When the word "region" shows up in a line of the data below, copy that whole line.

────────────────────────────────────────

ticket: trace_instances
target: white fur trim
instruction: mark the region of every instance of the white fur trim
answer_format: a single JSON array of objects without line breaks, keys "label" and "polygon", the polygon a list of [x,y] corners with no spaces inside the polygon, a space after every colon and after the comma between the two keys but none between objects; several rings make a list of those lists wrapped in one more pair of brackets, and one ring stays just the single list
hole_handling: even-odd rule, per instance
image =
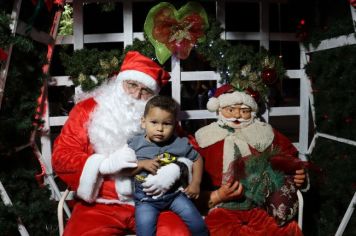
[{"label": "white fur trim", "polygon": [[[215,101],[218,99],[218,101]],[[258,109],[257,103],[253,97],[244,92],[235,91],[233,93],[224,93],[220,95],[218,98],[215,98],[212,101],[208,101],[207,108],[209,111],[217,111],[218,108],[231,106],[235,104],[244,104],[252,109],[252,111],[256,112]],[[216,107],[218,106],[218,107]],[[210,108],[211,109],[210,109]]]},{"label": "white fur trim", "polygon": [[252,109],[252,111],[257,112],[258,106],[255,99],[251,95],[248,95],[247,93],[240,92],[240,94],[242,97],[242,104],[249,106]]},{"label": "white fur trim", "polygon": [[258,120],[243,129],[238,129],[236,136],[259,152],[266,150],[274,140],[272,126]]},{"label": "white fur trim", "polygon": [[[238,148],[240,155],[236,155],[235,149]],[[229,135],[225,138],[223,151],[223,173],[228,171],[230,164],[238,157],[244,157],[251,154],[248,143],[238,139],[238,135]]]},{"label": "white fur trim", "polygon": [[[233,136],[225,138],[223,147],[223,168],[222,173],[226,173],[230,163],[234,161],[238,156],[235,153],[235,140]],[[225,179],[222,179],[222,184],[225,184]]]},{"label": "white fur trim", "polygon": [[231,162],[236,159],[235,149],[239,149],[241,157],[251,154],[250,146],[262,152],[272,144],[274,133],[272,127],[263,122],[256,121],[251,125],[236,129],[234,134],[225,138],[223,173],[225,173]]},{"label": "white fur trim", "polygon": [[195,139],[197,140],[199,147],[206,148],[223,140],[228,134],[228,130],[221,128],[217,122],[213,122],[200,128],[195,133]]},{"label": "white fur trim", "polygon": [[228,132],[221,128],[217,122],[214,122],[199,129],[195,133],[195,138],[201,148],[225,140],[223,150],[223,173],[225,173],[231,162],[236,159],[236,147],[242,157],[251,154],[249,146],[262,152],[272,144],[274,132],[272,126],[257,120],[247,127],[235,129],[234,133]]},{"label": "white fur trim", "polygon": [[215,97],[211,97],[208,103],[206,104],[206,108],[208,108],[210,112],[217,111],[219,107],[220,107],[219,99]]},{"label": "white fur trim", "polygon": [[79,180],[77,195],[86,202],[92,203],[98,196],[99,188],[103,182],[103,178],[99,173],[99,166],[104,159],[104,155],[93,154],[85,162]]},{"label": "white fur trim", "polygon": [[138,70],[122,71],[117,75],[117,80],[134,80],[143,83],[156,94],[160,90],[159,85],[153,77]]},{"label": "white fur trim", "polygon": [[226,107],[235,104],[242,104],[242,93],[233,92],[233,93],[224,93],[218,97],[220,102],[220,107]]},{"label": "white fur trim", "polygon": [[121,202],[132,201],[134,186],[131,177],[116,176],[115,189]]},{"label": "white fur trim", "polygon": [[192,182],[193,179],[193,162],[186,157],[179,157],[178,160],[184,163],[188,167],[188,183]]},{"label": "white fur trim", "polygon": [[98,198],[98,199],[96,199],[95,202],[104,203],[104,204],[127,204],[127,205],[132,205],[132,206],[135,205],[135,202],[133,200],[123,202],[123,201],[120,201],[117,199]]}]

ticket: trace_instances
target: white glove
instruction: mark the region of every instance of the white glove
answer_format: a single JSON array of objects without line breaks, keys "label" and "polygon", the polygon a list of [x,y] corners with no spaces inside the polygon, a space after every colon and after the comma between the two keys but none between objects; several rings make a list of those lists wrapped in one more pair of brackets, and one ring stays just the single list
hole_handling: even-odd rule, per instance
[{"label": "white glove", "polygon": [[124,168],[137,167],[135,151],[129,148],[127,144],[121,149],[111,153],[103,162],[101,162],[99,171],[103,175],[116,174]]},{"label": "white glove", "polygon": [[157,170],[157,174],[148,175],[142,184],[143,191],[147,195],[153,195],[158,198],[165,194],[180,177],[180,168],[178,165],[171,163],[162,166]]}]

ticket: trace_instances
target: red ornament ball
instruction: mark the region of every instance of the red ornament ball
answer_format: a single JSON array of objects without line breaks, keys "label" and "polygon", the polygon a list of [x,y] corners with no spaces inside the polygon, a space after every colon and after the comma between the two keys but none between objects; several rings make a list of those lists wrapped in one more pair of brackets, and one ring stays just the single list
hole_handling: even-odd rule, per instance
[{"label": "red ornament ball", "polygon": [[346,124],[351,124],[352,123],[352,118],[351,117],[346,117],[345,118],[345,123]]},{"label": "red ornament ball", "polygon": [[263,82],[267,85],[273,85],[277,82],[277,72],[273,68],[264,68],[261,77]]},{"label": "red ornament ball", "polygon": [[251,97],[253,97],[253,99],[255,99],[256,102],[260,101],[260,93],[253,90],[252,88],[248,87],[245,92],[250,95]]}]

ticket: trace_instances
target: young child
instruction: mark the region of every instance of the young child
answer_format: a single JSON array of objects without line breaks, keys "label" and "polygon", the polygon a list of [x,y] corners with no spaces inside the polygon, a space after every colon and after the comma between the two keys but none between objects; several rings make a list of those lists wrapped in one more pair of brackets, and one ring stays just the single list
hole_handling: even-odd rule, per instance
[{"label": "young child", "polygon": [[[189,198],[197,199],[203,172],[201,156],[188,143],[188,139],[174,135],[177,123],[177,104],[169,97],[156,96],[150,99],[141,119],[145,134],[135,136],[129,146],[135,150],[138,166],[135,173],[135,221],[136,234],[155,235],[158,215],[163,210],[178,214],[188,226],[192,235],[208,235],[207,227],[199,211]],[[168,153],[168,154],[167,154]],[[166,193],[146,193],[143,191],[145,178],[155,175],[162,163],[162,156],[189,159],[193,161],[192,176],[189,185],[182,191],[177,184]],[[176,165],[171,163],[168,165]],[[164,181],[164,179],[162,179]]]}]

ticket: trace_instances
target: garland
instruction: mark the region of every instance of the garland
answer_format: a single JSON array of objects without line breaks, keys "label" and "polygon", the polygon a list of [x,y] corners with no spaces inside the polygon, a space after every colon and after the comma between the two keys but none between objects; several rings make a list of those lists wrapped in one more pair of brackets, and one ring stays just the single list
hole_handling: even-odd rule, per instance
[{"label": "garland", "polygon": [[[296,1],[298,2],[298,1]],[[349,0],[353,6],[354,0]],[[298,2],[299,3],[299,2]],[[297,24],[297,36],[306,48],[317,47],[322,40],[355,33],[355,23],[347,1],[308,1],[305,8],[314,6],[313,11]],[[332,11],[330,10],[332,9]]]},{"label": "garland", "polygon": [[[221,83],[231,83],[236,89],[256,92],[262,101],[268,97],[268,89],[277,79],[282,79],[285,69],[280,59],[271,56],[267,50],[261,48],[254,52],[252,47],[244,45],[231,45],[220,38],[223,28],[215,20],[210,20],[210,27],[206,31],[206,40],[196,44],[193,50],[209,62],[210,66],[221,76]],[[73,55],[60,53],[65,73],[70,76],[76,86],[83,91],[90,91],[107,78],[119,71],[122,59],[129,50],[140,51],[143,55],[158,62],[155,49],[147,40],[135,39],[132,45],[125,47],[120,54],[117,50],[98,51],[97,49],[76,50]],[[165,65],[163,65],[165,67]],[[270,70],[269,77],[263,79],[266,71]],[[264,82],[267,81],[267,82]]]},{"label": "garland", "polygon": [[69,4],[64,5],[58,35],[73,35],[73,8]]},{"label": "garland", "polygon": [[0,66],[7,60],[7,49],[12,44],[17,46],[23,52],[29,52],[33,50],[33,45],[30,40],[15,36],[11,33],[9,27],[11,19],[5,11],[0,11]]},{"label": "garland", "polygon": [[306,73],[312,81],[317,130],[356,137],[356,45],[313,53]]},{"label": "garland", "polygon": [[[207,39],[197,45],[197,52],[220,74],[220,82],[230,83],[240,91],[247,90],[256,100],[266,102],[268,86],[285,76],[282,61],[264,48],[256,53],[249,46],[231,45],[220,38],[223,32],[220,23],[210,22]],[[270,77],[267,72],[270,72]]]},{"label": "garland", "polygon": [[[26,148],[44,77],[41,68],[46,64],[46,45],[13,35],[10,22],[1,11],[0,48],[6,52],[12,44],[13,49],[0,112],[0,181],[13,205],[0,201],[0,232],[18,235],[17,223],[21,219],[30,235],[55,235],[56,201],[51,199],[48,188],[40,187],[36,181],[35,173],[40,167],[32,148]],[[0,65],[4,62],[6,59],[0,60]]]}]

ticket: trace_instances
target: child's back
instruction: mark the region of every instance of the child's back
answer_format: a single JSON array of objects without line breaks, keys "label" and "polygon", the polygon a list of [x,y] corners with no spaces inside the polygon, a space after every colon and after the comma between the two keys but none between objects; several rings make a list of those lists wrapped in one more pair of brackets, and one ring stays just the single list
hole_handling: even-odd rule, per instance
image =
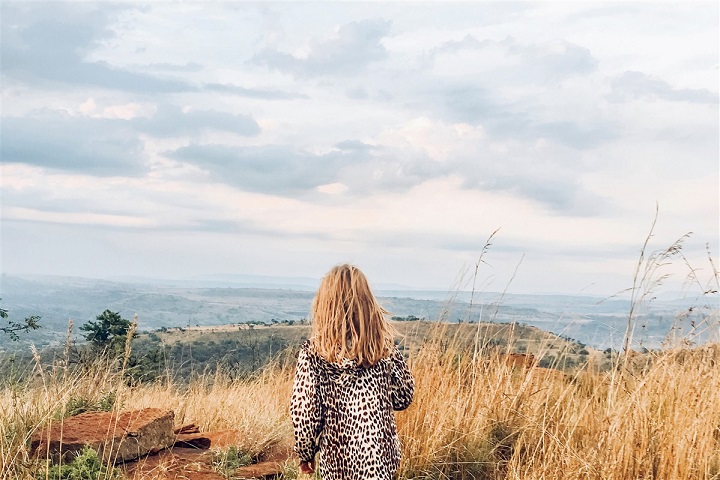
[{"label": "child's back", "polygon": [[[346,265],[336,267],[328,275],[338,269],[355,269],[354,275],[362,275],[355,267]],[[322,291],[321,286],[318,297]],[[385,322],[384,311],[379,312]],[[326,321],[325,325],[338,327],[337,323],[352,323],[353,318],[350,311],[344,319],[338,319],[335,324]],[[379,320],[376,318],[376,321]],[[368,325],[362,327],[367,330],[364,327]],[[369,329],[382,335],[389,331],[387,325],[380,327]],[[314,329],[314,333],[298,356],[290,407],[295,451],[301,467],[312,470],[312,459],[319,450],[320,471],[326,480],[391,479],[400,462],[393,410],[407,408],[413,397],[414,382],[405,360],[397,348],[389,344],[384,356],[378,359],[366,356],[364,365],[348,358],[336,357],[331,361],[319,352],[315,342],[323,332]],[[357,352],[361,341],[357,338],[354,343],[349,342],[351,345],[345,345],[346,352],[353,349]]]}]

────────────────────────────────────────

** RESULT FOR THIS EXERCISE **
instruction: mark the region of every instance of the white fur trim
instruction: mark the region of every instance of the white glove
instruction: mark the region of every instance of the red ornament ball
instruction: mark the region of every instance of the young child
instruction: mark the region of every instance of the garland
instruction: mark the region of every instance of the child's back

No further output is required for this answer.